SELECTED EXTRACT ->
From the New England Journal of Medicine, May edition, comes an intersting article from the mouth of the Robert Wood Johnson Foundation who began their attack on smokers in the early 90’s and have funded most of the Anti-Tobacco/Lobbying efforts.

"In the absence of direct health risks to others, bans on smoking in parks and beaches raise questions about the acceptable limits for government to impose on conduct. In 2008, legal scholar Robert Rabin, the former program director for the Robert Wood Johnson Foundation’s Tobacco Policy Research and Evaluation Program, commented, “We should not lose perspective on the question of how restrictive a society we want to create — that is, how far we want to go in reducing individual autonomy, including what can be perceived as self-destructive behavior.”5 This question should be central as we pursue the critically important goal of reducing rates of smoking."

EXERCISE GOAL ->
Do these statements agree with the smoking-ban extract? (a) Robert Rabin is described as a legal scholar. (b) Rabin made the quoted comment in 2010. (c) The extract says smoking in parks and beaches poses direct health risks to others.

ENTRIES PROVIDED ->

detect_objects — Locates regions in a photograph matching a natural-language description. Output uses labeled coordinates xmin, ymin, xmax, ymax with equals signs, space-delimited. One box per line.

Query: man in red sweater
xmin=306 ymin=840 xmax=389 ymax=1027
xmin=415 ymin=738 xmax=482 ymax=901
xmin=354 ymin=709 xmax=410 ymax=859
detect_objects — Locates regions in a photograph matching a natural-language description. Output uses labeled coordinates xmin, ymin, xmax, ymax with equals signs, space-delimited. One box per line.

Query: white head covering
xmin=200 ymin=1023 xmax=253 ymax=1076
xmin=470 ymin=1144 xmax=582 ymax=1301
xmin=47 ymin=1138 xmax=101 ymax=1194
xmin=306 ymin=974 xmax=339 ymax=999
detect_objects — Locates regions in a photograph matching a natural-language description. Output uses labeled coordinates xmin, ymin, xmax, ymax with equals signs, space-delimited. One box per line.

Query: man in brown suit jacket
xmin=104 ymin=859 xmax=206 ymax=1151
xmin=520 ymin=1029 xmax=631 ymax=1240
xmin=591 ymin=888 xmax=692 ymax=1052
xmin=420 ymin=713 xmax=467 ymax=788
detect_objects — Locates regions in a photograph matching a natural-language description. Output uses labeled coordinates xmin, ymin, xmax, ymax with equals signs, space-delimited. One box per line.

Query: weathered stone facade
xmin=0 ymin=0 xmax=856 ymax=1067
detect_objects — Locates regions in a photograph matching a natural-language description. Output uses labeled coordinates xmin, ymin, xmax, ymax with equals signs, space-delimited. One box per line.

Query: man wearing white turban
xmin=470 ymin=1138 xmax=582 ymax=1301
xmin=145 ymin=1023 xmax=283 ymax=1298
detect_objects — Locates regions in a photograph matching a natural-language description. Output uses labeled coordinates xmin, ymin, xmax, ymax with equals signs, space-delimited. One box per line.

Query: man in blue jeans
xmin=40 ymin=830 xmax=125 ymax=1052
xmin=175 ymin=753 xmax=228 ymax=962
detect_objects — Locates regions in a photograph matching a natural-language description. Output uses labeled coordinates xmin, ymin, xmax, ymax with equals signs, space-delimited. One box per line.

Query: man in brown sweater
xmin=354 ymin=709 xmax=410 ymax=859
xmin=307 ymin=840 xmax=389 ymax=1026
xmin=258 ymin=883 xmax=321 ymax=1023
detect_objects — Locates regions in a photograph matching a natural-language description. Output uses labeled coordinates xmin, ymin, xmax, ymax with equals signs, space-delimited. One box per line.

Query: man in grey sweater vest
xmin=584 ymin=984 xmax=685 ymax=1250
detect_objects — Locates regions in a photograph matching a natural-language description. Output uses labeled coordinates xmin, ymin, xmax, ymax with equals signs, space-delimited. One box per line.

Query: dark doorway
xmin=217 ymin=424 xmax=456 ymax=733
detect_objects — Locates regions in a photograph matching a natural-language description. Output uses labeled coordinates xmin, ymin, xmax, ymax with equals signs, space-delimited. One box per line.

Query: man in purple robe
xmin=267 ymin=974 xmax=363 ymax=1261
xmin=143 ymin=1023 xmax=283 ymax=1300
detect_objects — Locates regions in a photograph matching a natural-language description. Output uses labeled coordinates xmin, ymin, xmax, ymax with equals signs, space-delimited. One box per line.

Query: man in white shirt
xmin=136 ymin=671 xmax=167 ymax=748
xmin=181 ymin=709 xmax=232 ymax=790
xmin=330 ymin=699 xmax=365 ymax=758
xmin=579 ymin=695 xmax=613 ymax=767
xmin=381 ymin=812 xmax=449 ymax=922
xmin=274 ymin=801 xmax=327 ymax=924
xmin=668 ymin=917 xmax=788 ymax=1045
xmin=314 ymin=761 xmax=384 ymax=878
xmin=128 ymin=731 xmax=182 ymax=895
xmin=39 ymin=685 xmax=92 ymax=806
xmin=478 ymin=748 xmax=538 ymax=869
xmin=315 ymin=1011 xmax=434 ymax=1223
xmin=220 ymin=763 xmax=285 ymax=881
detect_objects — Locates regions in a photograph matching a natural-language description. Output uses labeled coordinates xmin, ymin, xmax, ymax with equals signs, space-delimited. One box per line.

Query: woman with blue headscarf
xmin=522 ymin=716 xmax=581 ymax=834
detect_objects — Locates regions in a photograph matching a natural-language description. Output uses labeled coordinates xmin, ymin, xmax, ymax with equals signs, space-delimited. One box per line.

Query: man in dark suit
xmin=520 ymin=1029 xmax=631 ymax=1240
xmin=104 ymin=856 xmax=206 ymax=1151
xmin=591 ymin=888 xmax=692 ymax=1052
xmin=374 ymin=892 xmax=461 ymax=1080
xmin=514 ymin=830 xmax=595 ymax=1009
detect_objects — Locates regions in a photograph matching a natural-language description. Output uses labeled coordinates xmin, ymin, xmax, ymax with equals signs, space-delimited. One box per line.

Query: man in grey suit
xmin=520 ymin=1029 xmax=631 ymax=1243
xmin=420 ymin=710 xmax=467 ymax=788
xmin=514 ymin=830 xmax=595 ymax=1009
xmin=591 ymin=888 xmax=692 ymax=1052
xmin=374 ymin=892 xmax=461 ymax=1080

ANSWER BELOW ->
(a) Yes: "legal scholar Robert Rabin"
(b) No: "In 2008, legal scholar Robert Rabin"
(c) No: "In the absence of direct health risks to others, bans on smoking in parks and beaches raise questions about the acceptable limits for government to impose on conduct."